◆ **Written instruction**
Reproduce the passage of the album reviews below that begins with the words containing "The Tragically Hip –" and ends with "at the Roxy.".

◆ **Quoted text**
··········
Standout Tracks: “Absurd Identity”, “Empty Vacant Shell”, “My Path to Hell”

Cave In – Heavy Pendulum – Volumes have been written about Cave In by any number of writers better than yours truly, but the Big Deal surrounding this album is that it wasn’t supposed to happen. Longtime bassist Caleb Scofield passed away in a horrific car accident in 2018, the band released Final Transmission a year later, which featured the final recordings with Caleb. Then Converge bassist/backing vocalist Nate Newton joined up with the surviving members of Cave In in 2021, and they recorded this cracking motherfucker of an album. I haven’t listened to a lot of Cave In’s music, but Landlocked had this in a beautiful 180 gm 2xLP gatefold set and it wasn’t expensive, so I bought it, and I love it. Stephen Brodsky writes and plays some absolutely God-Tier Riffs, and this album delivers on those in spades.

Standout Tracks: “New Reality”, “Blood Spiller”, “Amaranthine”

The Tragically Hip – Live at the Roxy, a.k.a. Live at the Roxy May 3 91 – I love The Tragically Hip as much as I love Clutch and Voivod, even though I discovered The Hip much more recently. In 2021 they released a really solid 30th anniversary box set of their brilliant 1991 sophomore LP Road Apples on the heels of Saskadelphia, an EP of unreleased songs from the Road Apples era. Live at the Roxy was part of that box set, but it got a standalone release this year, which qualifies it for this list. This is The Tragically Hip at the beginning of the peak of their live powers, and if you’re a fan of blues-inflected, slightly jammy rock ‘n’ roll (but good), I can’t imagine you wouldn’t enjoy Live at the Roxy.

Standout Tracks: “Twist My Arm”, “Three Pistols”, “Blow at High Dough”

HONORABLE MENTIONS:

I’ll write about both of these soon. One I just received in the mail a few days ago, and the other I’ve only listened to once, on account of I don’t listen to that type of music that often, but both came out this year, and both deserve a mention.

Specimen Box – Remote Communion

Noah Nordman – SHIPWRECKED! PT. I

That’s all I got for now. Look for more soon (but not too soon), and also check out these albums. They all rule.
··········
◆ **Given information**
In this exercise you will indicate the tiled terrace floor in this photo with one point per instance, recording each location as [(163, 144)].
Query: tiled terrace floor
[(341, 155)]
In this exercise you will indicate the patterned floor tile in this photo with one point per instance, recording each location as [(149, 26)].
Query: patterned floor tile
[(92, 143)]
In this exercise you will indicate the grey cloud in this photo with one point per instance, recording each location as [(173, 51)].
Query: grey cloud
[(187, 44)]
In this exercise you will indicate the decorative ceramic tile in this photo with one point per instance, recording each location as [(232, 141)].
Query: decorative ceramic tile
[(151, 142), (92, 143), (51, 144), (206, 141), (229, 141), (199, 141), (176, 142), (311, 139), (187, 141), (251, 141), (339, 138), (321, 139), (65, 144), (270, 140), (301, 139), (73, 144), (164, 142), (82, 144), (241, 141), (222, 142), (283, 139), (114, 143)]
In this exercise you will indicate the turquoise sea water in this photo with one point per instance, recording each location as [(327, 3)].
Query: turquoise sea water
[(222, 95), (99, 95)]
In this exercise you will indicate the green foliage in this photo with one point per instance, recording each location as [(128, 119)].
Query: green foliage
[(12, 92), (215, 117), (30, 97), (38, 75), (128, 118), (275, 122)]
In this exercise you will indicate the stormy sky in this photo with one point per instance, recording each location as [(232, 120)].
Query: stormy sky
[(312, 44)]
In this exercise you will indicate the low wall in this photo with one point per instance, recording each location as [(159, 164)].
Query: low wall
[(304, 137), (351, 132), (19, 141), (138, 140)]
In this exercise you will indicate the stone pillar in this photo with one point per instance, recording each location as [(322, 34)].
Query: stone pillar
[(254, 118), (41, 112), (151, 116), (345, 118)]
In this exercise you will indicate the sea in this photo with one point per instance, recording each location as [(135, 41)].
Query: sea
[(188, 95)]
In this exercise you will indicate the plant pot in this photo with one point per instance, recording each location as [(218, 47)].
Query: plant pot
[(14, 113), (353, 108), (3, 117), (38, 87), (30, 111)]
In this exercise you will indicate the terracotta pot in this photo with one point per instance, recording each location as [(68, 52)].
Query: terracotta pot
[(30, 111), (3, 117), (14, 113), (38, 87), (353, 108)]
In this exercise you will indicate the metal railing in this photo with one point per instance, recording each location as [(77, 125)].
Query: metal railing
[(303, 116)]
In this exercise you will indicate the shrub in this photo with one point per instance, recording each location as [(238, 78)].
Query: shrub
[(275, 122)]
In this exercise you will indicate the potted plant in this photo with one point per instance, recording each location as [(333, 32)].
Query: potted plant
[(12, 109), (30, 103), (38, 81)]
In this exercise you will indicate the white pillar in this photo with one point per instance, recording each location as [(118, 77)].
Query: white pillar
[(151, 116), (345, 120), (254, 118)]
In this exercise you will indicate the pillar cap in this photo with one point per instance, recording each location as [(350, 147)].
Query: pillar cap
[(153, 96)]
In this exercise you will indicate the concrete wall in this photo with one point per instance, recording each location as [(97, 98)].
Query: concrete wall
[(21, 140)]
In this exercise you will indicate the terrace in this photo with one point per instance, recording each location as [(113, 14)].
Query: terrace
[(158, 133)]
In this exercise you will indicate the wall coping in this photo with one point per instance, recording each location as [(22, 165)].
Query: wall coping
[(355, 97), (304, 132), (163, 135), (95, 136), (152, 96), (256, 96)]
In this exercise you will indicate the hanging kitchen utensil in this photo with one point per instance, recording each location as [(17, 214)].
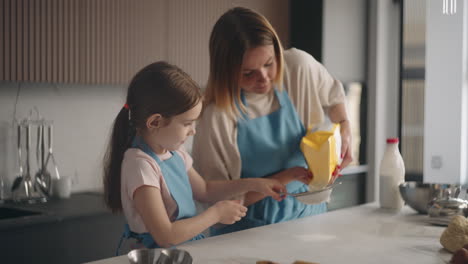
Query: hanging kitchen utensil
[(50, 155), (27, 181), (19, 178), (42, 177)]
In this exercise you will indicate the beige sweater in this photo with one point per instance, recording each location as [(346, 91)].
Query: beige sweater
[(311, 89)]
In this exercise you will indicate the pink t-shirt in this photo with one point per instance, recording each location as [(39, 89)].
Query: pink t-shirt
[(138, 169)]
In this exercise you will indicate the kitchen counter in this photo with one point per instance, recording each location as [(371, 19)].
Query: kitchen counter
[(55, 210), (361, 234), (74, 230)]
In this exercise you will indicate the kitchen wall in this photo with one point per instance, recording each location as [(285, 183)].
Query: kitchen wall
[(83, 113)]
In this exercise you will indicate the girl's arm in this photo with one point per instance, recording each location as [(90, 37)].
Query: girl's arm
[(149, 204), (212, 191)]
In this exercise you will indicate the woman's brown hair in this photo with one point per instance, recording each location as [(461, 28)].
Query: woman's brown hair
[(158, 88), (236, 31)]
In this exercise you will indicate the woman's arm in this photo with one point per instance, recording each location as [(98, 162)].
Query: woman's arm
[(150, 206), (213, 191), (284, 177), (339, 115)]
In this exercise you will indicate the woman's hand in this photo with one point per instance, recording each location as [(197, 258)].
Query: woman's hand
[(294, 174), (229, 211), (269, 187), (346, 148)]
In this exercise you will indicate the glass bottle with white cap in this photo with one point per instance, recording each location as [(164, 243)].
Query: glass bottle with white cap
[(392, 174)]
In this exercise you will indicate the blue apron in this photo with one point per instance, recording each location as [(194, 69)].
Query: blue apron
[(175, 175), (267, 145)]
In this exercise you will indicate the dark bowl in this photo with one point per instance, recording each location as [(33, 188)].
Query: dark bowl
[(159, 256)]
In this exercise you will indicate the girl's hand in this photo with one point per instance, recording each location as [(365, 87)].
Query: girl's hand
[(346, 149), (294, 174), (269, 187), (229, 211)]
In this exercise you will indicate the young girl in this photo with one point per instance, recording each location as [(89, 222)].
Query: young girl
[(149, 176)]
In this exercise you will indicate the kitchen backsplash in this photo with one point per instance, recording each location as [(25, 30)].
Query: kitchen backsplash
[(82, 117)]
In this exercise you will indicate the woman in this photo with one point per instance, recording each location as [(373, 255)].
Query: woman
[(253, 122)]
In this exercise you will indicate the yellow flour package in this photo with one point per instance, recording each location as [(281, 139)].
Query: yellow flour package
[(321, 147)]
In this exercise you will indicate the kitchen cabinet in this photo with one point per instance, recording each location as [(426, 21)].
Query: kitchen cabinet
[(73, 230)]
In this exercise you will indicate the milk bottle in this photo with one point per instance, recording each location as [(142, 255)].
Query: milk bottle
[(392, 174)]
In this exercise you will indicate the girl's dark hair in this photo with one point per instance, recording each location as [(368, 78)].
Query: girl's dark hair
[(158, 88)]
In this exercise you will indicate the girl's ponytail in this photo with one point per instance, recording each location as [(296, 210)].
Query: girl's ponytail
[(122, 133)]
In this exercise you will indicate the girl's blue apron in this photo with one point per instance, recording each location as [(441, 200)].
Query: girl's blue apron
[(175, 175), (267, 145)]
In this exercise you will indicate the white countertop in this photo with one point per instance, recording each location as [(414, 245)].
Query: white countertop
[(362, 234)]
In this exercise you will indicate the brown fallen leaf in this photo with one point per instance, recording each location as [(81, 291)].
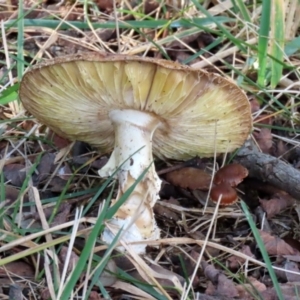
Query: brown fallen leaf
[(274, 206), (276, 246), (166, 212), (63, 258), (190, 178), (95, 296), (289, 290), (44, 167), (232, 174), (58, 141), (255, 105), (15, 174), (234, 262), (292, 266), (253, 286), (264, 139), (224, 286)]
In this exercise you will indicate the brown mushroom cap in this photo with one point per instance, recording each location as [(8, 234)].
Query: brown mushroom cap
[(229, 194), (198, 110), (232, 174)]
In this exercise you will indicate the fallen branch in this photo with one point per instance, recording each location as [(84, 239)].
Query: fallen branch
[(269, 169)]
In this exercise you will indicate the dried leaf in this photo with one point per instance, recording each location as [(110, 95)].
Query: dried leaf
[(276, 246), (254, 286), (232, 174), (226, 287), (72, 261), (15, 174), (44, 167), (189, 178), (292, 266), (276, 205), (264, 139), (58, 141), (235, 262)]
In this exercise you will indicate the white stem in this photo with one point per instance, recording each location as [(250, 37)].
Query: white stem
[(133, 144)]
··········
◆ **Result of this task**
The Tragically Hip – Live at the Roxy, a.k.a. Live at the Roxy May 3 91 – I love The Tragically Hip as much as I love Clutch and Voivod, even though I discovered The Hip much more recently. In 2021 they released a really solid 30th anniversary box set of their brilliant 1991 sophomore LP Road Apples on the heels of Saskadelphia, an EP of unreleased songs from the Road Apples era. Live at the Roxy was part of that box set, but it got a standalone release this year, which qualifies it for this list. This is The Tragically Hip at the beginning of the peak of their live powers, and if you’re a fan of blues-inflected, slightly jammy rock ‘n’ roll (but good), I can’t imagine you wouldn’t enjoy Live at the Roxy.